CONSIGNE 1:
Dans les enregistrements, reprenez uniquement les lignes allant de celle qui contient « of the brick » jusqu'à la fin des enregistrements, en substituant « stone lodge » à « brick lodge » et sans rien modifier d'autre.

L’hymne national, connu sous le nom de Star-Spangled Banner (la bannière étoilée) fait l’objet de crispations particulièrement intenses aux Etats-Unis. Gabby Douglas, une gymnaste médaillée des Jeux de Rio, qui avait omis de mettre la main sur le c’ur pendant que l’on jouait l’hymne, a été obligée de s’en excuser, assurant que son geste n’avait rien de politique.

Grâce à sa valeur symbolique très forte, l’hymne national américain fait souvent l’objet de subversions, comme le rappelle William Robin dans le New Yorker. Avant même de devenir l’hymne national, la chanson était utilisée pour célébrer la résistance des Américains contre les Anglais, au début du XIXe siècle. Plusieurs textes ont été écrits pour cette mélodie, y compris pendant la guerre de Sécession, par des abolitionnistes comme des confédérés du Sud.

Devenue hymne national officiel en 1931, Star-Spangled Banner est ensuite subvertie par d’autres moyens : en 1967, Jimi Hendrix en fait une interprétation psychédélique à la guitare électrique ; un an plus tard, aux Jeux olympiques de 1968, Tommie Smith et John Carlos lèvent le poing sur le podium, en soutien au mouvement des Black Panthers.

Mobilisation dans le monde du sport

Mais même depuis l’apparition du nouveau mouvement antiraciste Black Lives Matter (les vies des Noirs comptent), Colin Kaepernick n’est pas le premier sportif à élever la voix. Un premier « geste » avait été très remarqué fin 2014, celui d’Andrew Hawkins, joueur de football américain dans l’équipe de Cleveland, une ville où un garçon de 12 ans, Tamir Rice, a été tué par la police alors qu’il jouait avec un pistolet en plastique. Le footballeur était arrivé sur le terrain avant un match en portant un tee-shirt avec l’inscription « Justice pour Tamir Rice ».

CONSIGNE 2:
Recopiez mot pour mot le passage du texte sur l'hymne national américain qui commence à « L’hymne national, connu » et va jusqu'à « rien de politique. ».

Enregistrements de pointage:
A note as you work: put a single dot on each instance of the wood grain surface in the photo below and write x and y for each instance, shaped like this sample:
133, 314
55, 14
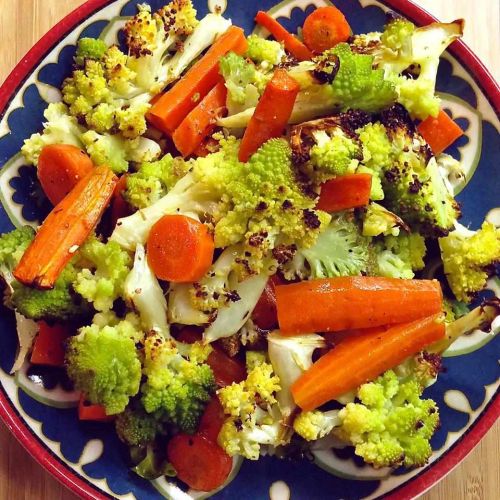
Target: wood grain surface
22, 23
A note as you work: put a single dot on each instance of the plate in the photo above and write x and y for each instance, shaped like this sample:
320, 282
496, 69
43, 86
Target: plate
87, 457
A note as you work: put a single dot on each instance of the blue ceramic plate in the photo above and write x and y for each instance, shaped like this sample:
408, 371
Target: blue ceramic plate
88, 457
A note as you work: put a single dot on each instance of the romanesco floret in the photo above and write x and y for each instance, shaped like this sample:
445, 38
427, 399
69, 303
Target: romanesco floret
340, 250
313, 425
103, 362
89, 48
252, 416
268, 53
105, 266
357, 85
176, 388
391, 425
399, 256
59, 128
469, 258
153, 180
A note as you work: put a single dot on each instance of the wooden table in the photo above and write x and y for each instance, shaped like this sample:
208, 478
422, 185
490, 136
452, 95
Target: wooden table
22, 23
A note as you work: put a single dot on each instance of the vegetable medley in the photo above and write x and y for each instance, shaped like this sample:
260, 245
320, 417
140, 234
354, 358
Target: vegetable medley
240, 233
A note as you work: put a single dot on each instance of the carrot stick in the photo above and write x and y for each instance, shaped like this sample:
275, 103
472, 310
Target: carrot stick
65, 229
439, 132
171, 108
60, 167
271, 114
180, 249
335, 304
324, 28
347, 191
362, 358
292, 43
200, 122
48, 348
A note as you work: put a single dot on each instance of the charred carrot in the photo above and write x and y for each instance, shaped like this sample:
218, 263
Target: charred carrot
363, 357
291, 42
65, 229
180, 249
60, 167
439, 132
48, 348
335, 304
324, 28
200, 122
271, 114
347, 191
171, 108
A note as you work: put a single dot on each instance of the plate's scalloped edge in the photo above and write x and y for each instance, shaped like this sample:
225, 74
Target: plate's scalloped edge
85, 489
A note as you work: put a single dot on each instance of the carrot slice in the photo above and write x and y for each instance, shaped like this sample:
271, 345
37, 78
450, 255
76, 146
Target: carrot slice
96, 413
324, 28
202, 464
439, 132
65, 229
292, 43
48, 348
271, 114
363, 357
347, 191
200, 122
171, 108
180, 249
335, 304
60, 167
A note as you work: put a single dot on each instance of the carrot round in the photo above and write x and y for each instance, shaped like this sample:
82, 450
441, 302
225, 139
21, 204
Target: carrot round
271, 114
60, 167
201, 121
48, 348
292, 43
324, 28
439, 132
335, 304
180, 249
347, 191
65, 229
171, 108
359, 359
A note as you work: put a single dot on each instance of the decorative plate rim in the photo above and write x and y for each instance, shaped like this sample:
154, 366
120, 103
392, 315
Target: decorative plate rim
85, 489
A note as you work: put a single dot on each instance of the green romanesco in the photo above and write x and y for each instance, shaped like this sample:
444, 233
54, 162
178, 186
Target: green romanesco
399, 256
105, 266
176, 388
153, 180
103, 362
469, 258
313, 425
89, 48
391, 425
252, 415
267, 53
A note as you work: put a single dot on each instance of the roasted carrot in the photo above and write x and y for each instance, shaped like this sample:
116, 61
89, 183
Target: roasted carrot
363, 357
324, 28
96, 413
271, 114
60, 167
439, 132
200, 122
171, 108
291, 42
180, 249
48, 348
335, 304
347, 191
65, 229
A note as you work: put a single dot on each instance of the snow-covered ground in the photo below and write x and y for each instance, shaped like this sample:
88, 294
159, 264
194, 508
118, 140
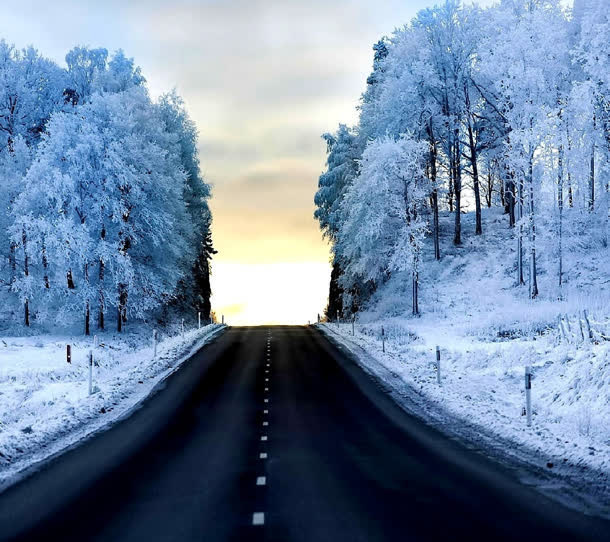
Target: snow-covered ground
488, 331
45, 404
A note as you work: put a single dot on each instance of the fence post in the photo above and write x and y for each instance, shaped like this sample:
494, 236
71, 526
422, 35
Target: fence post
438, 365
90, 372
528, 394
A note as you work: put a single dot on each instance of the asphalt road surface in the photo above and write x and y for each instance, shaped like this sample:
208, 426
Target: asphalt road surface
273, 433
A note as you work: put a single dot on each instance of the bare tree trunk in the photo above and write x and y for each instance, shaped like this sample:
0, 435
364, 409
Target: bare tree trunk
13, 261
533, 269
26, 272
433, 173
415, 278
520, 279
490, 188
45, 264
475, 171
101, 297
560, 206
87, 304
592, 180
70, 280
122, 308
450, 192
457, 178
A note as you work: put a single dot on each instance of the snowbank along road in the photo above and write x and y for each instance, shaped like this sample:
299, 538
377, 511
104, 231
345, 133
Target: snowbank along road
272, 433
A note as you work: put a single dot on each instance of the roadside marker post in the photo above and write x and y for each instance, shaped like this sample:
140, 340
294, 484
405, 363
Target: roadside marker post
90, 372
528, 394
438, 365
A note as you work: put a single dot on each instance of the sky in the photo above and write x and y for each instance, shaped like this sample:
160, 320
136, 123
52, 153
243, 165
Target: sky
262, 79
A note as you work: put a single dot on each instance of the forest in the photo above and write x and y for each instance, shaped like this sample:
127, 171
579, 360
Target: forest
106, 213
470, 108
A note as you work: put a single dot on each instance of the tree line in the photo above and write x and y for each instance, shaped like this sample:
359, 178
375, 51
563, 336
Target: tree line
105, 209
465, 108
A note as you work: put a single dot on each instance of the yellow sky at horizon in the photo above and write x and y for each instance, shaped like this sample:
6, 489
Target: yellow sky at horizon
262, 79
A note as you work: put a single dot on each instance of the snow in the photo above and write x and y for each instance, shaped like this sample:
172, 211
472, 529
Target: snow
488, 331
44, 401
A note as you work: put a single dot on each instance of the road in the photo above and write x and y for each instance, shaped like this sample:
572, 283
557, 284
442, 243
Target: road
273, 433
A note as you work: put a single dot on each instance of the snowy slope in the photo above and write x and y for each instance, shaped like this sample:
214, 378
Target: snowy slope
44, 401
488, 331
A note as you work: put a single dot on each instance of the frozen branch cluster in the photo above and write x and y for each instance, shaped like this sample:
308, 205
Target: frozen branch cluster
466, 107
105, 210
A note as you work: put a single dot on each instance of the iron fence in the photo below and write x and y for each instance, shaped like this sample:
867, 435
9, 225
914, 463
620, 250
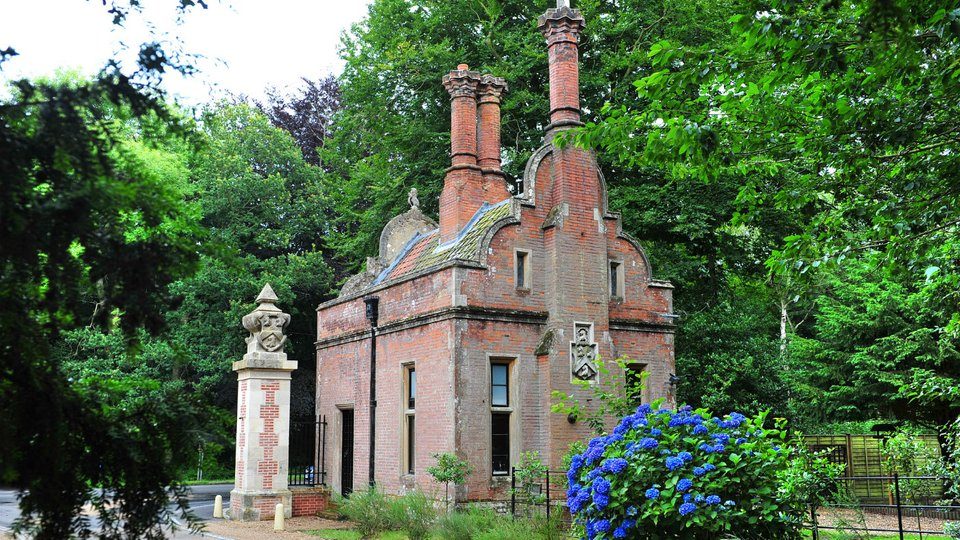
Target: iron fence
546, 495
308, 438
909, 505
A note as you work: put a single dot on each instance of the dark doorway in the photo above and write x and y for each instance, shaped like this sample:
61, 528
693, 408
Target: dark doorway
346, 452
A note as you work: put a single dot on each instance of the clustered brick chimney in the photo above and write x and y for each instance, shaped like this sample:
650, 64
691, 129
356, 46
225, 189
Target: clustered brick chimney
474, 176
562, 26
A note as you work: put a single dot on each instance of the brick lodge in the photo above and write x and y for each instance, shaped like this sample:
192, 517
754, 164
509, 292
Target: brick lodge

RÉPONSE 1:
A note as you work: put a single dot on each instance of the stone lodge in the photo above and write x and y for each instance, shaped like this sample:
192, 517
754, 164
509, 292
Target: stone lodge

RÉPONSE 2:
L’hymne national, connu sous le nom de Star-Spangled Banner (la bannière étoilée) fait l’objet de crispations particulièrement intenses aux Etats-Unis. Gabby Douglas, une gymnaste médaillée des Jeux de Rio, qui avait omis de mettre la main sur le c’ur pendant que l’on jouait l’hymne, a été obligée de s’en excuser, assurant que son geste n’avait rien de politique.